» Extract:
- - -
Music identification

Advanced Big Data algorithms for the identification of originals from cover and live songs

Prof. Dr. Peter Mandl

New research project with research partner IT4IPM

Robust and scalable algorithms for cover and live version recognition based on vocal tracks

Background

Music is played everywhere, as live music at concerts, in a variety of ways on the Internet and on traditional channels. Collecting societies like GEMA need to know exactly the uses of each musical work. Only in this way are they able to assign the pieces used to the authors and distribute royalties accordingly. Especially in the case of cover or live versions, reporting these is still a complicated, sometimes manual process. An automated reporting process would bring a significant reduction in effort for the collecting societies and their members. However, currently available solutions and algorithms are not yet able to robustly and efficiently identify the original works of cover or live versions.
- - -
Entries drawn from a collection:

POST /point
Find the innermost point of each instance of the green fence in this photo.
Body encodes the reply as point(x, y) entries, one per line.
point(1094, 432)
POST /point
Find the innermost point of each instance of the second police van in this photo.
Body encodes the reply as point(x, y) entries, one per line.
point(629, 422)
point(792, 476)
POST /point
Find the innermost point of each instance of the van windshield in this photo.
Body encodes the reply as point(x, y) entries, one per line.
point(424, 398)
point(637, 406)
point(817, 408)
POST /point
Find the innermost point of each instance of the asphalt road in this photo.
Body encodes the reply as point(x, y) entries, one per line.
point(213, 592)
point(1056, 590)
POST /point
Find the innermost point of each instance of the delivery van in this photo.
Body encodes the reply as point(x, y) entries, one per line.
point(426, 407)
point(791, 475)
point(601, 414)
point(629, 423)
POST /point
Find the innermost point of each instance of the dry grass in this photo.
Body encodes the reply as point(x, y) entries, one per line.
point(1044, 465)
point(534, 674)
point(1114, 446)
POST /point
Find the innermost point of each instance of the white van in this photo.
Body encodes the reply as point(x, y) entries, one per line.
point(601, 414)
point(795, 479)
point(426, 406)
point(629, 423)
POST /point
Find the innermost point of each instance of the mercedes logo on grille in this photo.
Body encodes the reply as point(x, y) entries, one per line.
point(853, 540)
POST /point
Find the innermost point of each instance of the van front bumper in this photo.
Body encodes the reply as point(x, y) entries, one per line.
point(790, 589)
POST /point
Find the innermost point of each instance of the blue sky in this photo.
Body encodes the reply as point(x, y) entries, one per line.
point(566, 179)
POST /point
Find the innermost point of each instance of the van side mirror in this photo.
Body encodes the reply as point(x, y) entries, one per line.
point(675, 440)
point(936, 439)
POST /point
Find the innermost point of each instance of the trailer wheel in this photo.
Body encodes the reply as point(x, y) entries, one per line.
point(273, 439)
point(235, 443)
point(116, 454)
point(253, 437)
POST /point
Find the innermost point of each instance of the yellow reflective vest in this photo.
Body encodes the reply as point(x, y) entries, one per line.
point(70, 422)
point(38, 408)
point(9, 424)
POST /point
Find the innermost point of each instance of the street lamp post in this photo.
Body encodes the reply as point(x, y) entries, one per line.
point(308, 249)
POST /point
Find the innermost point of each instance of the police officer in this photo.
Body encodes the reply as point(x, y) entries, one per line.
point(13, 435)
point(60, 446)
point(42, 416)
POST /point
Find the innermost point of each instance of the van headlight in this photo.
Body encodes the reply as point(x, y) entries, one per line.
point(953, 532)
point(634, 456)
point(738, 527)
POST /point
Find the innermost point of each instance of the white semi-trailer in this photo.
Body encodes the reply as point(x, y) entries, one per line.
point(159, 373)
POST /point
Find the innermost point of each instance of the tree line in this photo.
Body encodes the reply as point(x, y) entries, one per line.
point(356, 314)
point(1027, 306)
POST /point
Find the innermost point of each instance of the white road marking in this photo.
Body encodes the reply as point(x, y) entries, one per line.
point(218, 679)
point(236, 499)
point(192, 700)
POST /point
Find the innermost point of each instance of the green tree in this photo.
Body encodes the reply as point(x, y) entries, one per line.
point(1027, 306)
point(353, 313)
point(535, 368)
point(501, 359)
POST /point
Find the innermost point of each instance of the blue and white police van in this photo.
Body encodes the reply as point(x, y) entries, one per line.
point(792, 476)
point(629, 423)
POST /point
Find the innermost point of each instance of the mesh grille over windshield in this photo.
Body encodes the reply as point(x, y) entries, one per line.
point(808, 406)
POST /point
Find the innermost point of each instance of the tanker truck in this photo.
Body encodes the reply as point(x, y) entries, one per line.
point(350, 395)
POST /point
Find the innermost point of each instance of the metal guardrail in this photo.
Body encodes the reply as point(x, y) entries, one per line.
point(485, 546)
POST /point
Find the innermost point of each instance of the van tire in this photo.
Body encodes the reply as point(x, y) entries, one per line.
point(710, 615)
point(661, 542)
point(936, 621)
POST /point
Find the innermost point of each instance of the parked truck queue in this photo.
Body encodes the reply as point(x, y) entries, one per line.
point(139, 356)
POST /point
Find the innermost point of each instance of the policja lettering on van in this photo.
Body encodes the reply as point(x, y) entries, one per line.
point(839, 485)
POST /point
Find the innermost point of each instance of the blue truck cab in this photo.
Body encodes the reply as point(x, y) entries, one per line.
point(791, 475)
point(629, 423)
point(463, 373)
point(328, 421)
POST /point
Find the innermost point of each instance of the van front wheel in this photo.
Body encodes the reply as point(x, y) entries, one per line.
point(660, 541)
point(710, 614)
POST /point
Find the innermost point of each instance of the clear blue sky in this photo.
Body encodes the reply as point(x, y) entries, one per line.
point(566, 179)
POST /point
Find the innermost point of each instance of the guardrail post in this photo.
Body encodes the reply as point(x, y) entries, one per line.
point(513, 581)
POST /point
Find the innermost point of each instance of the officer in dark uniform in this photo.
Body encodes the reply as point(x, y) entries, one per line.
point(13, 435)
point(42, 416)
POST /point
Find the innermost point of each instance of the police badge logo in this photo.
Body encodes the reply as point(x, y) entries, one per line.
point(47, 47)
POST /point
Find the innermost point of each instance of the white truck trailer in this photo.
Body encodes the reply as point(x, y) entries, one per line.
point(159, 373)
- - -
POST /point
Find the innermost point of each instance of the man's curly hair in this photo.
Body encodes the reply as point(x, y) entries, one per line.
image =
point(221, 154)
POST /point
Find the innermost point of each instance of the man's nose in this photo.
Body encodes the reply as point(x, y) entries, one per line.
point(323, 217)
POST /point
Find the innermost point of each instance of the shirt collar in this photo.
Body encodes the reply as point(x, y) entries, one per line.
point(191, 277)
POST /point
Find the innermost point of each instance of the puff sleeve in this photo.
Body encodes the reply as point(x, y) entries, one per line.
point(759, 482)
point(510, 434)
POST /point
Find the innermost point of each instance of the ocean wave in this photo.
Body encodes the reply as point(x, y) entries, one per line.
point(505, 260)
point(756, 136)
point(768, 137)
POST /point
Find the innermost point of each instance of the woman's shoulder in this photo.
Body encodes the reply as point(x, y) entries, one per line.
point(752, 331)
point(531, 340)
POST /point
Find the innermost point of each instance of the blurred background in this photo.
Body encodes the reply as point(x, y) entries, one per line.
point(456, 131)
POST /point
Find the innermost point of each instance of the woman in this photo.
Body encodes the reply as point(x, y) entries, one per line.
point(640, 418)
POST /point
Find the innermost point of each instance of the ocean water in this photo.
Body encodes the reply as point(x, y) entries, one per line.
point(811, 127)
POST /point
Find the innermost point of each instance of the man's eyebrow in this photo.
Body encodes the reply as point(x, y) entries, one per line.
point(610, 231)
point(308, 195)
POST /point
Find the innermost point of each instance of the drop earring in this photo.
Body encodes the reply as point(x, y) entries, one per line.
- - -
» Aim A: Condense the paragraph of the project description beginning "Music is played everywhere" into a short bulleted list that keeps its main facts.
» Aim B: Extract every line of the listing that contains the string "blue", treating uppercase and lowercase as different.
The listing has no connection to the project description.

» Finished answer A:
- Music is played everywhere: live at concerts, in many ways on the Internet, and on traditional channels.
- Collecting societies such as GEMA must know exactly how each musical work is used so they can assign pieces to their authors and distribute royalties.
- Reporting cover or live versions is still complicated and sometimes manual.
- An automated reporting process would greatly reduce the effort for collecting societies and their members.
- Current solutions and algorithms cannot yet robustly and efficiently identify the original works behind cover or live versions.

» Finished answer B:
Find the innermost point of each instance of the blue sky in this photo.
Find the innermost point of each instance of the blue and white police van in this photo.
Find the innermost point of each instance of the blue truck cab in this photo.
Find the innermost point of each instance of the clear blue sky in this photo.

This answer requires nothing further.